• **Excerpt provided**

** Begin **

Recent studies of Inquisition records

This article needs a cleanup, a lot of statements are outdated on account of recent scholarship: https://www.heraldgoa.in/Review/Goa%E2%80%99s-inquisition-facts-fiction-and-factoids/196631 49.15.231.155 (talk) 20:18, 26 April 2023 (UTC)

The recent "scholarship" you are referring to is by Alan Machado who is not a scholar. He is an engineer by profession and write fictional novels Varoon2542 (talk) 11:12, 27 April 2023 (UTC)
Ad hominem. User:Varoon2542 has not read the book on the subject. Machado's book is a non-fiction work directly based on the records kept by the Goa tribunal of the Portuguese Inquisition. Anant Priolkar's book on the Goa Inquisition (which forms the basis of all the multiple Internet links User:Varoon2542 has cited) has been discredited in recent years by contemporary records because Priolkar never bothered to study the Portuguese archives about the Goa Inquisition. 49.15.231.5 (talk) 12:24, 27 April 2023 (UTC)
Checked statements about User:Varoon2542 regarding Alan Machado. Only one of Machado's books is a novel ("Shades within Shadows"), the rest are non-fiction books about the history of the Mangalorean Christian community. Even his book on the Goa Inquisition is a non-fiction continuation of those books on the history of Mangalorean Christians. It appears that User:Varoon2542 is one of those Hindus who refuses to accept the contemporary evidence that the overwhelming number of Goan conversions from Hinduism to Christianity were voluntary, and that the Goan Inquisition had widespread local support (it were native Christians who were responsible for denouncing the accused to the Inquisition, arrests were not arbitrary as previously believed). 49.15.229.8 (talk) 01:01, 21 May 2023 (UTC)
These recent edits removed a definition for a reference that was used elsewhere in the article; I've replaced it. I'm not sure if the intention was to remove this source completely, or just from one section of the artice. It seems odd to remove such heavily-referenced material with the claim that it's a "false edit", though -- Mikeblas (talk) 01:37, 21 May 2023 (UTC)
@49.15.229.8: Yes, but how is Machado's book recieved by (other?) scholars? Do they support it, criticise it, or do they outright ignore it? The last is the worst, as that indicates that it isn't considered worth responding to. What sort of academic background does he have? Otherwise this removal would be undue weight being given to someone who may only be a WP:FRINGE historian. Mako001 (C)  (T)  🇺🇦 01:39, 21 May 2023 (UTC)
Amateur historians can do good work; the test is how they are accepted by established historians. I guess we should first look at what books Machado has written.
Machado, Alan (2022). Goa's inquisition: facts, fiction, factoids. Goa/Bengaluru, India: ATC Publishers. ISBN 978-81-956329-3-0.
Machado, Alan (1999). Sarasvati's children: a history of the Mangalorean Christians. Bangalore: I.J.A. Publications. ISBN 978-81-86778-25-8.
Machado, Alan (2015). Slaves of Sultans. Goa,/Bangalore, India: ATC/Golden Heart Emporium. ISBN 978-93-80739-93-9.
ATC Publishers and I.J.A. Publications are religious publishers which isn't promising. A search in Google Scholar for "Alan Machado" found 5 items that cite him though only 4 were for him as a historian; only one of these seemed to be half way reliable and was for an earlier work (Machado 1999) in
Ferrão, R. Bernedito (2017). "Inquisitive Legacies: Ecologies of Power and Goan Modernity". In Anne M. Rademacher; K. Sivaramakrishnan (eds.). Places of nature in ecologies of urbanism. Hong Kong: Hong Kong University Press. pp. 27–44.

** End **

• **Data rows**
** Begin **

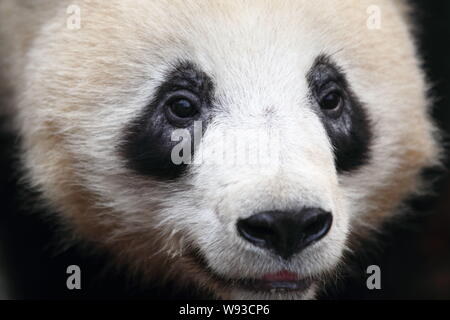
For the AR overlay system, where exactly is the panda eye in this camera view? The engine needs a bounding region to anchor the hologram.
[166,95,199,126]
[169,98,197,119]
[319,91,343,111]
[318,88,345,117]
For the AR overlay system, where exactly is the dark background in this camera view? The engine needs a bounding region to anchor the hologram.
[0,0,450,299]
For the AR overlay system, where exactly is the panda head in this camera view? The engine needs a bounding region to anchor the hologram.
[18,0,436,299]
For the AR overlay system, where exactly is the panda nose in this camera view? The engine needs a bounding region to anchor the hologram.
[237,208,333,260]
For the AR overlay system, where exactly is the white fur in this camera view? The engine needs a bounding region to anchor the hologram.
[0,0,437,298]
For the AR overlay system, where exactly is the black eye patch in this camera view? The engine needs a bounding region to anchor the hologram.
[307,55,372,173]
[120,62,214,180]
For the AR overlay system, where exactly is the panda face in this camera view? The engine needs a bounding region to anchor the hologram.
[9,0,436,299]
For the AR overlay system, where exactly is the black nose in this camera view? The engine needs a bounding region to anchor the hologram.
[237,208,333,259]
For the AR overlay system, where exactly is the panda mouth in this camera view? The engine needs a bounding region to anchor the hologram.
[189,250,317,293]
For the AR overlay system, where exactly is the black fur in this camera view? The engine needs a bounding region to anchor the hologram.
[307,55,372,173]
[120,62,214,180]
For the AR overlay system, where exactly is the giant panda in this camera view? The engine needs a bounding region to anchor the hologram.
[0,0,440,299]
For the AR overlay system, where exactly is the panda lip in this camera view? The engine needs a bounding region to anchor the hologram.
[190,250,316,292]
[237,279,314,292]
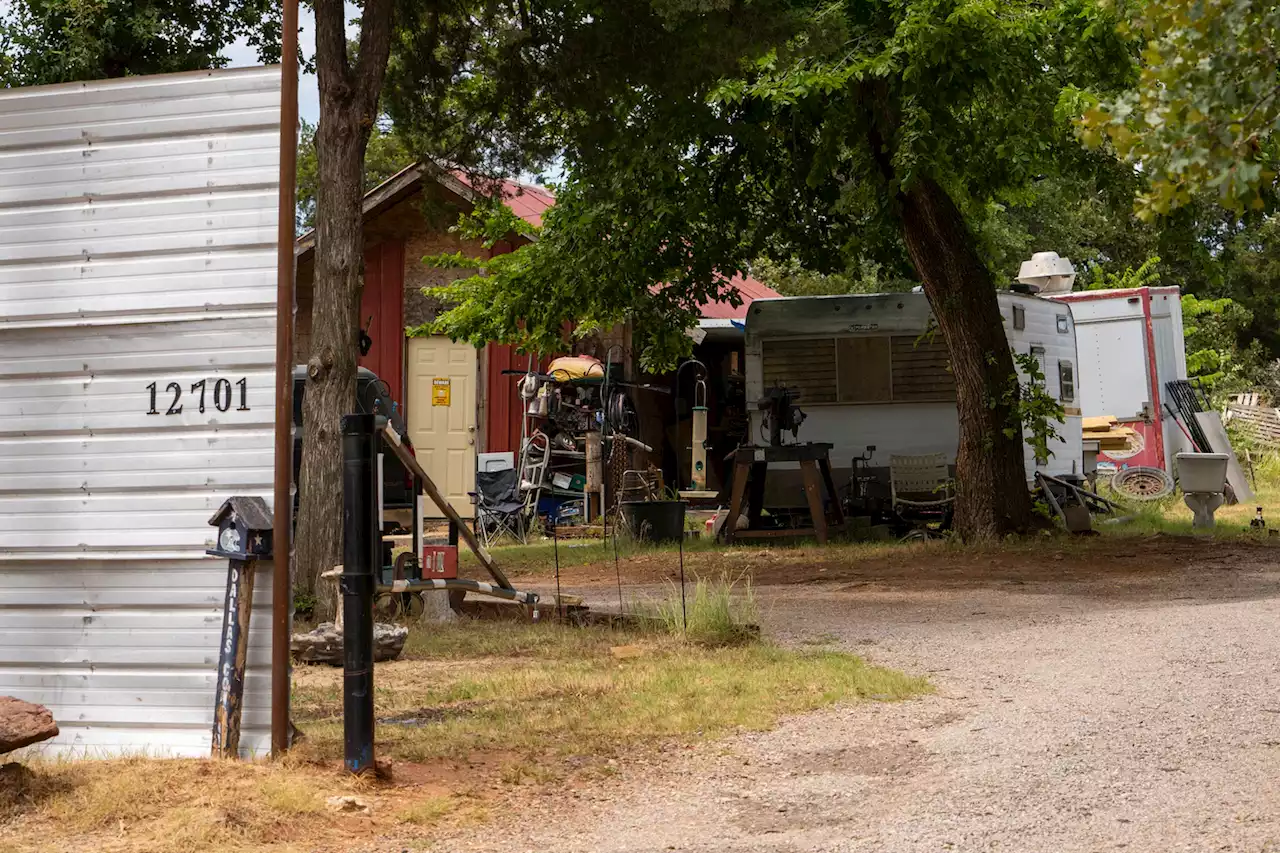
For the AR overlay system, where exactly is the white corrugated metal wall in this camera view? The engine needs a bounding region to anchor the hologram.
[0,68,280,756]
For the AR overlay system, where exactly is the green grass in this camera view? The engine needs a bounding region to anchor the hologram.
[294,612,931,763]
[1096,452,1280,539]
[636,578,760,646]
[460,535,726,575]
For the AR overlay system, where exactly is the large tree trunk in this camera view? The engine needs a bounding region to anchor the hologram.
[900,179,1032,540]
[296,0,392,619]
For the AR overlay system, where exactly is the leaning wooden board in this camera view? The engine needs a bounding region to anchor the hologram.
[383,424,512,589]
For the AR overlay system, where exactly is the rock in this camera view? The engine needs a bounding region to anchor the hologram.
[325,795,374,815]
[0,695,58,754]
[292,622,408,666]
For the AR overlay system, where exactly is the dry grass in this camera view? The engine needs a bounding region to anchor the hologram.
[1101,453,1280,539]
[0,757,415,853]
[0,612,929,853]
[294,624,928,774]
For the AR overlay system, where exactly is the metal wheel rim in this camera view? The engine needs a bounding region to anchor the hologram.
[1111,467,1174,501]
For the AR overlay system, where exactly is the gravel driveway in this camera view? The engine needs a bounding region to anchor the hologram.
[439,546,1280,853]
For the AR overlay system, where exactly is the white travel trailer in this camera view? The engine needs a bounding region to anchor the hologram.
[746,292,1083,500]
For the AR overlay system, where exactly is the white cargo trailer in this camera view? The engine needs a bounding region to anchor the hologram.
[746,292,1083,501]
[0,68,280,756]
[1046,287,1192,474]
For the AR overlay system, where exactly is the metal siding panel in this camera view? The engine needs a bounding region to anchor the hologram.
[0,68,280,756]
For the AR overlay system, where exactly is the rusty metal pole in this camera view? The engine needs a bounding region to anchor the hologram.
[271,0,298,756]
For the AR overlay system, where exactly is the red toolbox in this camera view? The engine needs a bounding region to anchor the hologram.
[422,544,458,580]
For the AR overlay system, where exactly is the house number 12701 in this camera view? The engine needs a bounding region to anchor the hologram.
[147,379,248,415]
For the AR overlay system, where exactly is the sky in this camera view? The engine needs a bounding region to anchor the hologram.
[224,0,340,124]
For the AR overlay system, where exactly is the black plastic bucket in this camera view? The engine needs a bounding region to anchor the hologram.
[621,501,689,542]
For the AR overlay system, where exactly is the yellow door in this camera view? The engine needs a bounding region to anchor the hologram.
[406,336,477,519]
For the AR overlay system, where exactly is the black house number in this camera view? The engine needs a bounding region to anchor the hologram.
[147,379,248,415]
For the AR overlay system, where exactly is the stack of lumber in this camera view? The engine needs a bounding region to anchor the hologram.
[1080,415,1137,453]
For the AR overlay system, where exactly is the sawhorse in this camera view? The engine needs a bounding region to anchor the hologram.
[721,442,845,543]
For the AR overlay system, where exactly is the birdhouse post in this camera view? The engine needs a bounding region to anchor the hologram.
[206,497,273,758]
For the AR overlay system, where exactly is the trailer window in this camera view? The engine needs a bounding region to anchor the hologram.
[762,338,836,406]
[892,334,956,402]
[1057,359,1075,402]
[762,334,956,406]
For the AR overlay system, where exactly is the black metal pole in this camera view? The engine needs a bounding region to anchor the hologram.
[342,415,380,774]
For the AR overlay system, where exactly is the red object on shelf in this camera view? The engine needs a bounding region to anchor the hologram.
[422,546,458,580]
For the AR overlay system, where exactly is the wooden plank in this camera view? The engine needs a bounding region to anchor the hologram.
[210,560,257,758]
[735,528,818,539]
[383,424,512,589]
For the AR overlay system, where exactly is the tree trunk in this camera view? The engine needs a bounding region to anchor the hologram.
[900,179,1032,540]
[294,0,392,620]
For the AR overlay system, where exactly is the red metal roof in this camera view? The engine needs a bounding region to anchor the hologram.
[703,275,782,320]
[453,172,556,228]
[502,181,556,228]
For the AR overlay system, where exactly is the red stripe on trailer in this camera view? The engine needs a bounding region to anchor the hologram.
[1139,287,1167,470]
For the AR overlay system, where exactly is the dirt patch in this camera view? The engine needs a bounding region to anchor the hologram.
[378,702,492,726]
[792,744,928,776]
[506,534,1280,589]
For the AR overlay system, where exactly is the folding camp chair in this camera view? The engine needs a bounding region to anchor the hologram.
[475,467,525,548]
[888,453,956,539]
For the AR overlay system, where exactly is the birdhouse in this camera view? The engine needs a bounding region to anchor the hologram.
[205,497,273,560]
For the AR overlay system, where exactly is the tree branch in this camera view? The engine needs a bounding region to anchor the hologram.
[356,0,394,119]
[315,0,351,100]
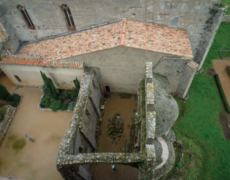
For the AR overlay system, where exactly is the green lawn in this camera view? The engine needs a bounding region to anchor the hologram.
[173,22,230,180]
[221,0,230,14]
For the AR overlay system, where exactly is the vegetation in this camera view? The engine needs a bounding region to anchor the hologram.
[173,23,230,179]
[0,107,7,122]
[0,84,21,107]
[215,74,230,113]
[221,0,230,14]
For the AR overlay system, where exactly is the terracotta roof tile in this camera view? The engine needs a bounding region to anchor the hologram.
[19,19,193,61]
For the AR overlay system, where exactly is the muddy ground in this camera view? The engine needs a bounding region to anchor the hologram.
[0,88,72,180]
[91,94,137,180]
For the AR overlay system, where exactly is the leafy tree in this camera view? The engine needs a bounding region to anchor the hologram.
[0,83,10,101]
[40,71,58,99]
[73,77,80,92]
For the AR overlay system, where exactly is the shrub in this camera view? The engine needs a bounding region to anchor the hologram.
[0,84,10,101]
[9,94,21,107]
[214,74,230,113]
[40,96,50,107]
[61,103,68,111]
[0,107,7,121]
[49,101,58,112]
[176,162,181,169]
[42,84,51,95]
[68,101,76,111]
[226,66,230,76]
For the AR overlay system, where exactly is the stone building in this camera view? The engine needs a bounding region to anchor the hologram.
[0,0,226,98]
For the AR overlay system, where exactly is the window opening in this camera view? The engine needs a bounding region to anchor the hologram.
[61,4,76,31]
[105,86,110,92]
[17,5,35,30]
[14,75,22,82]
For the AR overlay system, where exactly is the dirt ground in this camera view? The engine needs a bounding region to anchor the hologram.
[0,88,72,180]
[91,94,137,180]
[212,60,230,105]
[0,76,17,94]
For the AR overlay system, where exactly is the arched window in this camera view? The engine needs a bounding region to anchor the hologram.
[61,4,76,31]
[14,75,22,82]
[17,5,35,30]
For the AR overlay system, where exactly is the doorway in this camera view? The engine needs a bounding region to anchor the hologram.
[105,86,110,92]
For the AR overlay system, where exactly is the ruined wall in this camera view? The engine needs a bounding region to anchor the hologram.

** End **

• **Exercise description**
Write what comes next in the discussion of Goa Inquisition scholarship, picking up after its final line. The records have no connection to the discussion of Goa Inquisition scholarship.

• **Written response**
Note "Pedro Machado" is a historian (University of Indiana, Bloomington) whose interest does cover India so searching on Machado would result in a lot of winnowing to find just "Alan Machado" cites.
Going back to my first remark about amateur historians, a deep dive into a set of documents (such as those about the Goan inquisition stored in Lisbon) that don't seem to have been examined deeply before is just the sort of work an amateur historian can do well (or badly). However Wikipedia editors as Wikipedia editors aren't in the position to evaluate the work. It needs an established historian to evaluate it perhaps as a review in a journal in the field or perhaps by actually citing it. Erp (talk) 02:59, 21 May 2023 (UTC)
Alan Machado's work has been supported by other scholars like Dale Luis Menezes (currently at Georgetown University), Paolo Aranha, etc. because the sources for his book are the Goa Inquisition records stored in Lisbon and also other documents from during that time period (1500s to 1800s). His findings about the Goa tribunal of the Portuguese Inquisition are also in agreement with the latest research on the Portuguese Inquisition such as Giuseppe Marcocci and José Pedro Paiva’s História da Inquisição Portuguesa (1536-1821) (2013).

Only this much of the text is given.